Op-Ed: Rabbi Sharon Brous: Why Jews should support reparations for slavery
There is 2,000-year-old rabbinic dispute over what ought to be done if a palace is built on the foundation of a stolen beam.
One rabbi, Shammai, argues that the whole structure must be torn down, the beam retrieved and returned to its rightful owner. No home can flourish on a foundation built illegally and immorally. Another rabbi, Hillel, offers a different take: What sense does it make to demolish it? Let the thief pay for the beam, considering its full value as the foundation of what is now a beautiful home. Neither argues that you can pretend, year after year, generation after generation, that the beam wasn’t stolen.
Neither suggests that time rights the wrong. Both understand that the theft, unaddressed, threatens the legitimacy of the whole enterprise. Something must be done to rectify the original injury.
Paying reparations would offer some financial redress, and, most significantly, it would start a reckoning that our country desperately needs.
Our country was built on a stolen beam. More accurately, several million stolen beams. Only they weren’t beams. They were human beings. The palace they built was magnificent, but they have never been compensated for their labor.
Today is the 53rd anniversary of “Bloody Sunday,†when civil rights marchers were beaten and tear-gassed in Selma, Ala., and America is still aching for a reckoning around race. The generational legacy of hundreds of years of brutal slavery and all that came after it — the terrorizing, controlling and disenfranchisement of black Americans under Jim Crow; redlining and voter suppression; mass incarceration; police brutality; poverty and profound inequality — remain unaddressed.

* **Request 1**:
Answer these questions from the reparations op-ed, one line each:
(a) Which rabbi holds that the whole structure must be torn down?
(b) What does Hillel propose instead?
(c) Which anniversary does the op-ed say falls on the day it was written?
* **Request 2**:
Do these statements agree with the reparations op-ed? Answer yes or no and quote the words that decide it.
(a) Hillel argues that the palace should be demolished.
(b) Both rabbis hold that time rights the wrong.
(c) In Selma, civil rights marchers were beaten and tear-gassed.
* **Request 3**:
Write the next part of the reparations op-ed, picking up after its final sentence.
The listing that follows comes from another source.

* **Stored records**:

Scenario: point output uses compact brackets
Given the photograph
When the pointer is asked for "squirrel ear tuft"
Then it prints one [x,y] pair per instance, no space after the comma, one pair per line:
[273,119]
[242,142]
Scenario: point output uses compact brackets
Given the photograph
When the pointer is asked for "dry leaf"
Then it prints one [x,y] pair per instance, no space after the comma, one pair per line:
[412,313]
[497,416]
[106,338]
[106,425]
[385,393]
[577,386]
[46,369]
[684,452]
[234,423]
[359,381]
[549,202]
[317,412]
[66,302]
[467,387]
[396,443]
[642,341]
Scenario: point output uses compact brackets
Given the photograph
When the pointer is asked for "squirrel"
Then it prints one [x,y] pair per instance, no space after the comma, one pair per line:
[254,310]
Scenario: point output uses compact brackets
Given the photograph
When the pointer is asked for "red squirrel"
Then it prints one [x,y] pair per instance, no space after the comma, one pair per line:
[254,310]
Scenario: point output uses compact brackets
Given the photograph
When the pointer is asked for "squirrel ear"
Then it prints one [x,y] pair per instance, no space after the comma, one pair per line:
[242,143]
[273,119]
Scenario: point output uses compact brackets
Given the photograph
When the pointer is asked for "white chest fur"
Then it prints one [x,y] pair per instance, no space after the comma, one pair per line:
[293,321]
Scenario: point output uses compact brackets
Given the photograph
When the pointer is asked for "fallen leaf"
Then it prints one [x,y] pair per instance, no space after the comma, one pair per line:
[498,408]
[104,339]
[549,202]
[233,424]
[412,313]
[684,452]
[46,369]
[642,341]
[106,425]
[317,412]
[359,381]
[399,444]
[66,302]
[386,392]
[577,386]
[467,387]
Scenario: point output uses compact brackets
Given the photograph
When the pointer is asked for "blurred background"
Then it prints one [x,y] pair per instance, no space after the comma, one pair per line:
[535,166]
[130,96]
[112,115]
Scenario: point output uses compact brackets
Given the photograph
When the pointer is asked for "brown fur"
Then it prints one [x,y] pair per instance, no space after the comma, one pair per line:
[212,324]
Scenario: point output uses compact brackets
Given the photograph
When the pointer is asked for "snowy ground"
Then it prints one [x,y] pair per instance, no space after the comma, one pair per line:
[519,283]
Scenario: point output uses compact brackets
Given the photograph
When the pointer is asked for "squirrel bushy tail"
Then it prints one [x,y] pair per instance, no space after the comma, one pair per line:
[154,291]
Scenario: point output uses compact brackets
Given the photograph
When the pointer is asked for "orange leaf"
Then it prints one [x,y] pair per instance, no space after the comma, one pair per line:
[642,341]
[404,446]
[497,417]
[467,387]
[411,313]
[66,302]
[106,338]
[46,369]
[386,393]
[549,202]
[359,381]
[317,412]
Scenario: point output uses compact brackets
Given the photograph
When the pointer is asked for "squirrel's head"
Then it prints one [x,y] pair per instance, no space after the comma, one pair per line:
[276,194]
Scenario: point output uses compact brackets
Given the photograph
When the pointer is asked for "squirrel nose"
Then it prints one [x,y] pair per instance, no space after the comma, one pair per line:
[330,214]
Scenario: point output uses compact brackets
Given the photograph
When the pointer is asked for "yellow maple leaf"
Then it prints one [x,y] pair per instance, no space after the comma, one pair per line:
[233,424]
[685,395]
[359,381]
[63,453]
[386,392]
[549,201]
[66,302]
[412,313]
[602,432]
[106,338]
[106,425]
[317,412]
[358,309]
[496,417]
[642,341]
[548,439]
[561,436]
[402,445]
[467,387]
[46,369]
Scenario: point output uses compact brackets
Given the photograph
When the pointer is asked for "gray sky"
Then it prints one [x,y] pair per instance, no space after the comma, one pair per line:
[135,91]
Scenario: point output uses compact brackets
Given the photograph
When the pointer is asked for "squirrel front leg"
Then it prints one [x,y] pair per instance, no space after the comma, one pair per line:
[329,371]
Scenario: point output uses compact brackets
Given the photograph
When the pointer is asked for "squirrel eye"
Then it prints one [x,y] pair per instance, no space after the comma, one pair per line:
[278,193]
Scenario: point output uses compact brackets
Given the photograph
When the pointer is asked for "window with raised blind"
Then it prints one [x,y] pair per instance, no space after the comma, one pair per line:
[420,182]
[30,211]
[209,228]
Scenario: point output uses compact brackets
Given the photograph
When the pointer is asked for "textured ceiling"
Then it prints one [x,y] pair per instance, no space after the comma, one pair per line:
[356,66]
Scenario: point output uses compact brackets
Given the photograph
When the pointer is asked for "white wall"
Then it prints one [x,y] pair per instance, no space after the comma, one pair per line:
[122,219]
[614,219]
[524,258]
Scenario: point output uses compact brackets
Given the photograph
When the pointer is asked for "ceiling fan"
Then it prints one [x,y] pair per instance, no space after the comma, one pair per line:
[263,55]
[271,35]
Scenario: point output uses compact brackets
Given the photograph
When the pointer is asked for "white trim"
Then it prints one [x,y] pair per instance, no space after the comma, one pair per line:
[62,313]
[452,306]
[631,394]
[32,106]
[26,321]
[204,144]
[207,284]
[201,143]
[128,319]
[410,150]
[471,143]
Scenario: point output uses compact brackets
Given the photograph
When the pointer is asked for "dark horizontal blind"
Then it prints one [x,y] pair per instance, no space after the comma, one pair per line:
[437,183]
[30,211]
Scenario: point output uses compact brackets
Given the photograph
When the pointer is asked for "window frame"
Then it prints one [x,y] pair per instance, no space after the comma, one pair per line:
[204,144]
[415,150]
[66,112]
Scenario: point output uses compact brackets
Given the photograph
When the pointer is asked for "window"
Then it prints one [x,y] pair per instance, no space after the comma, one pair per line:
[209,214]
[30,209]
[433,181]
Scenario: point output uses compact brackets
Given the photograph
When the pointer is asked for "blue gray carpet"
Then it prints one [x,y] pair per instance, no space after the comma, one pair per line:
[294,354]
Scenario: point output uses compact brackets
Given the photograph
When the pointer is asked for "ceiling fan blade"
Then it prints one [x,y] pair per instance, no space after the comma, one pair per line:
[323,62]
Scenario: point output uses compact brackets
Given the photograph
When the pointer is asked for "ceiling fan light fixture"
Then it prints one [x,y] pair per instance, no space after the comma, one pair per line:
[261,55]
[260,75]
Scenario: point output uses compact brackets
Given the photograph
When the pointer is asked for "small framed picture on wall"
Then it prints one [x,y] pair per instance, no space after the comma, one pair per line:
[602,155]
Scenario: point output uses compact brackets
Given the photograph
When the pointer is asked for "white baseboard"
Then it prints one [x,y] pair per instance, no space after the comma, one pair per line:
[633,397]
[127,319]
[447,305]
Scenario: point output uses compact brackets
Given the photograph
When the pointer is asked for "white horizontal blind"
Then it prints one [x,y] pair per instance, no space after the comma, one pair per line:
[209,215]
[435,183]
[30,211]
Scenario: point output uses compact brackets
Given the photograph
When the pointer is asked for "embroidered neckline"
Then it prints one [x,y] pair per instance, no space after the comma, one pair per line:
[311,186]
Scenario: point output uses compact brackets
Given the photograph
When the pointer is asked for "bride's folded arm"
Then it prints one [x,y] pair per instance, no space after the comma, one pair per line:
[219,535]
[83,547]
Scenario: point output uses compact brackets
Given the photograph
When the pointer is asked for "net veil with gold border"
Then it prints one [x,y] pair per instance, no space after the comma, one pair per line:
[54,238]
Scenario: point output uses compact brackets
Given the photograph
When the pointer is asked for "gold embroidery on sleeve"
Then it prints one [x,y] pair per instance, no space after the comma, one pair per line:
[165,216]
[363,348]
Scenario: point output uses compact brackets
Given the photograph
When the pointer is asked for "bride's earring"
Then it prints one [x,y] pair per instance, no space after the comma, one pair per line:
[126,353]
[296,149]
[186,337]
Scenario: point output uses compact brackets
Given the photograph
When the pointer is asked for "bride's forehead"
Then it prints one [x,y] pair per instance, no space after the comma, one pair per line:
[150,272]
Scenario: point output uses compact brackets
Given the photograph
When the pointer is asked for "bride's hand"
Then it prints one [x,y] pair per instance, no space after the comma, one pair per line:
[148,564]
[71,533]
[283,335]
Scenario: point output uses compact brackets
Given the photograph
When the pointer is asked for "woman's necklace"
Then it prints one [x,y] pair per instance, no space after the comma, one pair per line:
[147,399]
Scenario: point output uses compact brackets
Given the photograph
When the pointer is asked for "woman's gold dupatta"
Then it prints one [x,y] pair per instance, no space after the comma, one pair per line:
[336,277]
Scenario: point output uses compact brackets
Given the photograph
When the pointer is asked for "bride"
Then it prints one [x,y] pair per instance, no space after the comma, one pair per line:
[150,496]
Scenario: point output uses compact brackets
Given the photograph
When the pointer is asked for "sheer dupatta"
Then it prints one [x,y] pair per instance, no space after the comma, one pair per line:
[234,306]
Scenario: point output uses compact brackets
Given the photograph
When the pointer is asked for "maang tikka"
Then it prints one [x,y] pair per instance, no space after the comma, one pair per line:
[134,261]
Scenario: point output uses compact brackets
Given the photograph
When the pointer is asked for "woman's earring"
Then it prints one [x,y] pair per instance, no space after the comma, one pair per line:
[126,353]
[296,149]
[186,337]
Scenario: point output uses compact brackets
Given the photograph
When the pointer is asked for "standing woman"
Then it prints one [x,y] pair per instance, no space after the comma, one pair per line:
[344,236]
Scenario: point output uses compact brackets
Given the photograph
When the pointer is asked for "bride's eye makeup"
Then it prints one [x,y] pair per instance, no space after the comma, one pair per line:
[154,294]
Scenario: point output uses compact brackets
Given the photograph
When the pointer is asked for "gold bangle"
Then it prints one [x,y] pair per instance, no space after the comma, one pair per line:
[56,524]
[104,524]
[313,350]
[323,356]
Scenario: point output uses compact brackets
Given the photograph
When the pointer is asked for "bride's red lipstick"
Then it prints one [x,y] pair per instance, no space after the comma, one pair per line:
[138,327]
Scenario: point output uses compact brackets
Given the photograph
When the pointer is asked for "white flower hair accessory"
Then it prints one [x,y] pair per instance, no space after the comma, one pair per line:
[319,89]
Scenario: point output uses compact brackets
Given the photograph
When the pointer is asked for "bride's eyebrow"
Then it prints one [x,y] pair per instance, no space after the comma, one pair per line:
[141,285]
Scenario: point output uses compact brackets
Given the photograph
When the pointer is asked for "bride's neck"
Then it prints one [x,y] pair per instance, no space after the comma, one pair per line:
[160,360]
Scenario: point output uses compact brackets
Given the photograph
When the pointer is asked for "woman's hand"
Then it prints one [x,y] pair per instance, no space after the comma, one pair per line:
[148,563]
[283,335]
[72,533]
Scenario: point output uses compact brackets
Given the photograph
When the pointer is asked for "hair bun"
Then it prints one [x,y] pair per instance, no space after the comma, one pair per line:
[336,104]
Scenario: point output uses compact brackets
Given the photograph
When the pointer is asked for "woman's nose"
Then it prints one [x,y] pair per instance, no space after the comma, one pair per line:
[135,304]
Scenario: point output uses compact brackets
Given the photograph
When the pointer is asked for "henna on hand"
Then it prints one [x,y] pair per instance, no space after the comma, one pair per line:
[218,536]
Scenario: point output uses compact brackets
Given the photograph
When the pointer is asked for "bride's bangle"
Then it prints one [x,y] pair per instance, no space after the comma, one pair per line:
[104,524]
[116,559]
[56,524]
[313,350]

* **Reply 1**:
(a) Shammai.
(b) The thief should pay for the beam, considering its full value as the foundation of what is now a beautiful home.
(c) The 53rd anniversary of Bloody Sunday.

* **Reply 2**:
(a) No: "What sense does it make to demolish it?"
(b) No: "Neither suggests that time rights the wrong."
(c) Yes: "civil rights marchers were beaten and tear-gassed in Selma, Ala."

* **Reply 3**:
Most American Jews came to this country years after the abolition of slavery, but we have thrived under a national economic system that was built on stolen land and stolen labor, a foundational wrong that has yet to be rectified.
As survivors of generational trauma and beneficiaries of reparations granted after the Holocaust, Jews have a special obligation to help advance this conversation.
Immediately after World War II, the Jewish Agency demanded reparations and restitution from Germany. Many Jews fiercely opposed the idea, seeing reparations as blood money, a cheap way to buy forgiveness for the unforgivable. They felt it was both impossible and insulting to put a price tag on the atrocities. Some still feel that way.
Others argued that while no amount of money could give back what was taken, monetary compensation would signal moral culpability. Early reparation funds helped build the infrastructure of Israel’s young economy. Decades later, Germany agreed to compensate individuals as well, indicating a collective sense of remorse and a desire to make amends.
The Jewish psyche is still defined by the Holocaust in many ways, but that trauma no longer manifests primarily as animus toward Germany or Germans. Today, 72 years after the liberation of Auschwitz, Berlin is a hub for Israeli artists, musicians and tech entrepreneurs, something that would have been unthinkable a generation ago.
Within only a few generations, Germany has been transformed from the world’s worst actor — responsible for the genocide of our people and the deaths of millions more — to the world’s moral leader. Through reparations, Germany began to come to terms with its history and rebuild itself into a thriving democracy.
Paying reparations to African Americans would not heal generations of trauma, nor would it erase systemic racial injustices. But it would offer some financial redress, and, most significantly, it would start a reckoning that our country desperately needs.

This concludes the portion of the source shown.